*TEXT PASSAGE:*
· · · ·

Benchmarking and Stress Testing

Note

TunnelMesh includes built-in benchmarking tools to measure throughput, latency, and test mesh performance under adverse network conditions. Benchmark traffic flows through actual mesh tunnels, giving realistic performance metrics.

Overview

The benchmark system consists of three tools:

Tool	Purpose	Use Case
`tunnelmesh benchmark`	Network throughput and latency testing	Test tunnel performance between peers
`tunnelmesh-benchmarker`	Automated periodic benchmarking service	Continuous performance monitoring in Docker
`tunnelmesh-s3bench`	S3 storage stress testing with narratives	Test S3, deduplication, versioning, RBAC, shares

Network benchmark traffic flows through the actual mesh tunnel (TUN device → encrypted tunnel → peer), giving you realistic performance metrics for file transfers and real-time applications.

· · · ·

Point annotation data:

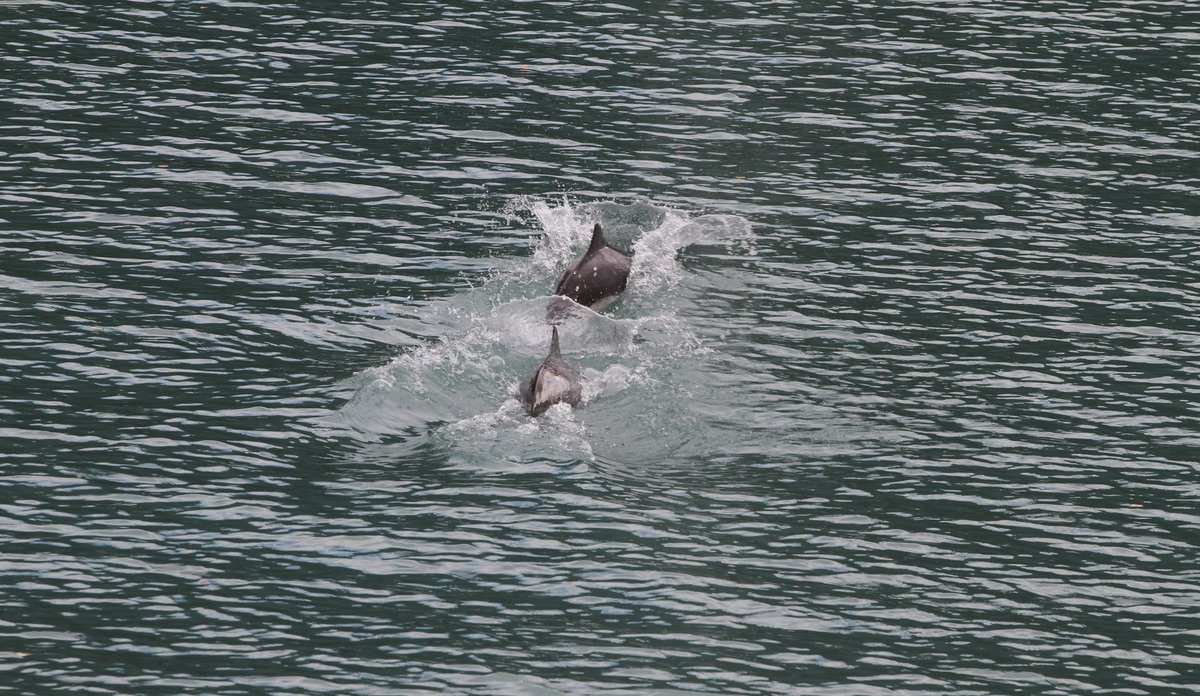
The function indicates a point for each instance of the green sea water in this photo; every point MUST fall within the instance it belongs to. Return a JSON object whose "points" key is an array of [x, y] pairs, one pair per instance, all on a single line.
{"points": [[900, 397]]}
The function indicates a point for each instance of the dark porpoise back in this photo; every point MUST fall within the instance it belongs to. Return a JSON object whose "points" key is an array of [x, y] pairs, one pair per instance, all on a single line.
{"points": [[595, 279], [553, 382]]}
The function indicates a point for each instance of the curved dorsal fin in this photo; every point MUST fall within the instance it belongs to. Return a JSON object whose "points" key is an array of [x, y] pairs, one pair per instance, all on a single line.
{"points": [[598, 240]]}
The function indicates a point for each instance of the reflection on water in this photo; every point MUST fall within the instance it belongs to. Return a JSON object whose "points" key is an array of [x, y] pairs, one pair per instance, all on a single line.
{"points": [[899, 399]]}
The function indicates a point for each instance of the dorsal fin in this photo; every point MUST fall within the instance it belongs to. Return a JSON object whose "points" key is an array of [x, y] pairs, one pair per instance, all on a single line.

· · · ·

*TO-DO LIST:*
**a.** According to the TunnelMesh benchmarking text, why does the network benchmark produce realistic performance metrics? Answer in one to three sentences.
**b.** Continue the TunnelMesh benchmarking text, starting after its final sentence.
The data above has no connection to the TunnelMesh benchmarking text.

*THE RESPONSES:*
**a.** The network benchmark traffic flows through the actual mesh tunnel, passing from the TUN device through the encrypted tunnel to the peer. Because of this, the measured throughput and latency reflect real performance for file transfers and real-time applications.

**b.**
Quick Start

Local CLI Benchmark

# Basic speed test (10MB upload)
tunnelmesh benchmark peer-name

# Larger transfer for more accurate throughput measurement
tunnelmesh benchmark peer-name --size 100MB

# Download test
tunnelmesh benchmark peer-name --size 50MB --direction download

# Save results to JSON
tunnelmesh benchmark peer-name --output results.json

Docker Automated Benchmarks

# Start the full stack including benchmarker
cd docker
docker compose up -d

# View benchmark logs
docker compose logs -f benchmarker

# Results are saved to the benchmark-results volume
docker compose exec server ls /results/

Network Benchmark CLI Reference

tunnelmesh benchmark <peer-name> [flags]

Flags:
  --size string        Transfer size (default "10MB")
                       Examples: 1MB, 100MB, 1GB

  --direction string   Transfer direction (default "upload")
                       Options: upload, download

  --output string      Save results to JSON file

  --timeout duration   Benchmark timeout (default 2m0s)

  --port int           Benchmark server port (default 9998)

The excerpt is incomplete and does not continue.